Retype the entries word for word, leaving nothing out.

··· Data for the task ···

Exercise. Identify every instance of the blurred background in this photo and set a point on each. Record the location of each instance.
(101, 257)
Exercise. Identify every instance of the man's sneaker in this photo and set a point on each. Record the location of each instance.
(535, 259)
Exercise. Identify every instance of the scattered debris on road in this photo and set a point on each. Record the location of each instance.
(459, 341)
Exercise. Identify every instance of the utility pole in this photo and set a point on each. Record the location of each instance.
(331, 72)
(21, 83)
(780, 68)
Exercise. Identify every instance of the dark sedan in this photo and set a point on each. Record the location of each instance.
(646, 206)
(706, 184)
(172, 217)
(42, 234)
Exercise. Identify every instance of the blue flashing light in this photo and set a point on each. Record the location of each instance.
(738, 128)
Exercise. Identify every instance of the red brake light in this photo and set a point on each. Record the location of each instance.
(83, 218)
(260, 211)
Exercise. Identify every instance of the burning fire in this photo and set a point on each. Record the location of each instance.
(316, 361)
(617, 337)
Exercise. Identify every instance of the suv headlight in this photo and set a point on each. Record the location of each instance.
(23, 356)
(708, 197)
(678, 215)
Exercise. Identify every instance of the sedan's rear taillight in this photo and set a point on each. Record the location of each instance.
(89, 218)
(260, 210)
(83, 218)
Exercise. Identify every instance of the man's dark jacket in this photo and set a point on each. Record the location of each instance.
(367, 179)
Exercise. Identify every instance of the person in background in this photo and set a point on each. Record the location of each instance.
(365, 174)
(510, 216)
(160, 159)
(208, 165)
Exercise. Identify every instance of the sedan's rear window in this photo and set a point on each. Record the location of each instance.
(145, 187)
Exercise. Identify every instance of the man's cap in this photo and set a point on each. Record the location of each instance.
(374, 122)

···

> _Response to this task_:
Exercise. Identify every instance of the blurred background in this photo and set a point on each. Record the location of each instance.
(101, 257)
Exercise. Identify every instance of the man's sneaker in this photo and set a point on each. Record the location of each instance.
(535, 259)
Exercise. Identify every instance of the scattered debris on road in this photo and set a point on each. Record the location of each instance.
(459, 341)
Exercise. Identify every instance of the utility pole in this photo and set a point on each. Record the location of each instance.
(331, 72)
(21, 83)
(780, 68)
Exercise. Identify every instance of the dark sedan in this photo and set a point on each. Record the location of each instance.
(646, 206)
(706, 184)
(172, 217)
(42, 234)
Exercise. Identify every instance of the blue flashing light in this photo and set a point on each. Record the location of each instance.
(738, 128)
Exercise. Identify every instance of the red brake light in this photo and set a point on each. Record the location of each instance.
(83, 218)
(260, 211)
Exercise. Identify every instance of the burning fire in this photo and set a point on each. Record the location of each instance.
(316, 361)
(617, 337)
Exercise. Identify every instance of the suv headlight in this photo and set a point on each. Record the location of each instance.
(23, 356)
(708, 197)
(678, 215)
Exercise. Identify every instance of the sedan's rear taillight in this photo and set a point on each. Record the location of each instance.
(89, 218)
(260, 210)
(83, 218)
Exercise. Identify every instance of the man's dark jacket in this photo and set a point on each. Record the location of each instance.
(367, 179)
Exercise. Identify every instance of the person in background in this photo and set a point on each. Record the location of each instance.
(365, 174)
(510, 216)
(160, 159)
(208, 165)
Exercise. Identify every instance of the sedan's rear window in this photo and set a point on each. Record the location of each instance.
(145, 187)
Exercise. Identify every instance of the man's cap in this photo and set a point on each. Record the location of each instance.
(374, 122)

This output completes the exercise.